• Your objective: Could you transcribe each entry below exactly, minus the images?

START Supplied records

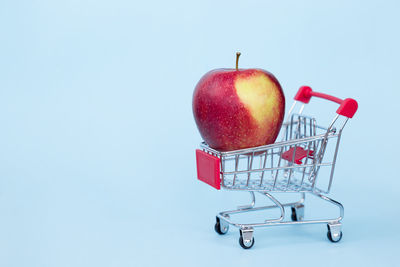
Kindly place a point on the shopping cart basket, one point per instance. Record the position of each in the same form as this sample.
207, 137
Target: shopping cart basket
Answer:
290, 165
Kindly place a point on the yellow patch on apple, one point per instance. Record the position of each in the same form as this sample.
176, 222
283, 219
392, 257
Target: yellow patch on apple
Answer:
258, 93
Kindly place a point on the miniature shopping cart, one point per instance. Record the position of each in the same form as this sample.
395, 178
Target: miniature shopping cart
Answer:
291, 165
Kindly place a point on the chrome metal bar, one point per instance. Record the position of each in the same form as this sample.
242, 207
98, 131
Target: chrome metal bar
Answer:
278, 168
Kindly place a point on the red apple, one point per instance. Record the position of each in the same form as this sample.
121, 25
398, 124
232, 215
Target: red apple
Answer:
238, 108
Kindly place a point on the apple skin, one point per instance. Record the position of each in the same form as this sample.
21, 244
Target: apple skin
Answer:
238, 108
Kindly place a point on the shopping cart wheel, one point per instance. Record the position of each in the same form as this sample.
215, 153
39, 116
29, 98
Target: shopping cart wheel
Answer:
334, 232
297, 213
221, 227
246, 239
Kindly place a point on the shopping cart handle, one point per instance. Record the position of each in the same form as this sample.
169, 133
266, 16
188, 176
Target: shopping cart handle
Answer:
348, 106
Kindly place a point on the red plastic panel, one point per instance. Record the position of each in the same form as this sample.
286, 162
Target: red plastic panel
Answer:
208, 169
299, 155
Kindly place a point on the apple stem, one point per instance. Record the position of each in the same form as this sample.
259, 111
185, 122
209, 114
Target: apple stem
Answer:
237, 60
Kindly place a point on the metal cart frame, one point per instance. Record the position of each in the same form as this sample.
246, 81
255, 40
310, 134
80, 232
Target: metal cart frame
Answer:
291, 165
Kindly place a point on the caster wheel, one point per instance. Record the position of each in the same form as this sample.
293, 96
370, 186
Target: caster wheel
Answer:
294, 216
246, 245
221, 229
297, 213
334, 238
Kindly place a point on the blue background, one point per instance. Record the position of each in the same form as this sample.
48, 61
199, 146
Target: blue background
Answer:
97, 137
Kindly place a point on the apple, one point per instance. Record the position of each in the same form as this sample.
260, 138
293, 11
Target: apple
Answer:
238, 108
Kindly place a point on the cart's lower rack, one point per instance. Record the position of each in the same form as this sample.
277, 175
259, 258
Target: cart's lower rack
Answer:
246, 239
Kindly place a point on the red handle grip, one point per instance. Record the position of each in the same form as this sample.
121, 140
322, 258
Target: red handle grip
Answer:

END Supplied records

• Answer section:
Kindly place a point on the shopping cart basket, one point per instance. Record the position of each in the same form as this sample.
207, 137
Target: shopping cart basket
Answer:
290, 165
Kindly place a point on the yellow patch on apple, one point per instance. Record the position of each in the same form as this sample.
176, 222
283, 219
392, 257
Target: yellow patch on apple
Answer:
258, 93
Kindly place a point on the miniature shopping cart, one point per instance. Record the position of each in the same form as this sample.
395, 178
Target: miniature shopping cart
Answer:
291, 165
Kindly place a point on the chrome metal bar, one point per instance. Record the position of each in the same form as this sample.
242, 207
98, 131
Target: chrome metal bar
Answer:
278, 168
Kindly place a point on the red apple, one point per instance. Record the position of each in the same form as this sample.
121, 25
398, 124
232, 215
Target: red apple
Answer:
238, 108
Kindly place a point on the apple skin, one point per instance. Record the position of each in the same form as this sample.
21, 244
Target: apple skin
Answer:
238, 108
Kindly place a point on the shopping cart wheel, one point per instance. Record the position of each in the same form as this sample.
215, 153
39, 116
29, 98
Target: shopping cart wheel
Answer:
334, 232
297, 213
221, 227
246, 239
Kindly place a point on the shopping cart handle, one point per instance. Record the position of each in the same form as this sample.
169, 133
266, 16
188, 176
Target: shopping cart handle
Answer:
348, 106
Kindly place a point on the red plastic panel, one point per instance. Record the position of each in the same form as this sample.
286, 162
Target: red plastic panel
Answer:
208, 169
299, 155
Kindly place a point on the apple stem, one point per instance. Record the position of each in the same form as this sample.
259, 111
185, 122
209, 114
Target: apple stem
Answer:
237, 60
Kindly place a point on the metal cart frame, one point per instance. Record the position of each in the same form as this sample.
246, 81
255, 40
310, 134
80, 232
Target: metal cart frame
Answer:
291, 165
Kindly place a point on the caster wheel, one point per instance. Record the position of each in the same form as this sample.
293, 96
370, 186
Target: caster wheel
Answer:
294, 216
246, 245
221, 229
297, 213
334, 238
Kindly place a point on the blue background, one point per instance. Record the position of each in the same form as this sample.
48, 61
199, 146
Target: blue background
Answer:
97, 137
Kindly place a point on the apple, one point per instance. Record the position of each in the same form as this sample.
260, 138
293, 11
Target: apple
Answer:
238, 108
Kindly place a point on the cart's lower rack, one point per instance. Record the position of each in the same form as this sample.
277, 175
259, 258
Target: cart's lower rack
Answer:
246, 239
Kindly place a point on the red handle grip, one point per instance. Record the position of each in the same form as this sample.
121, 140
322, 258
Target: red handle grip
Answer:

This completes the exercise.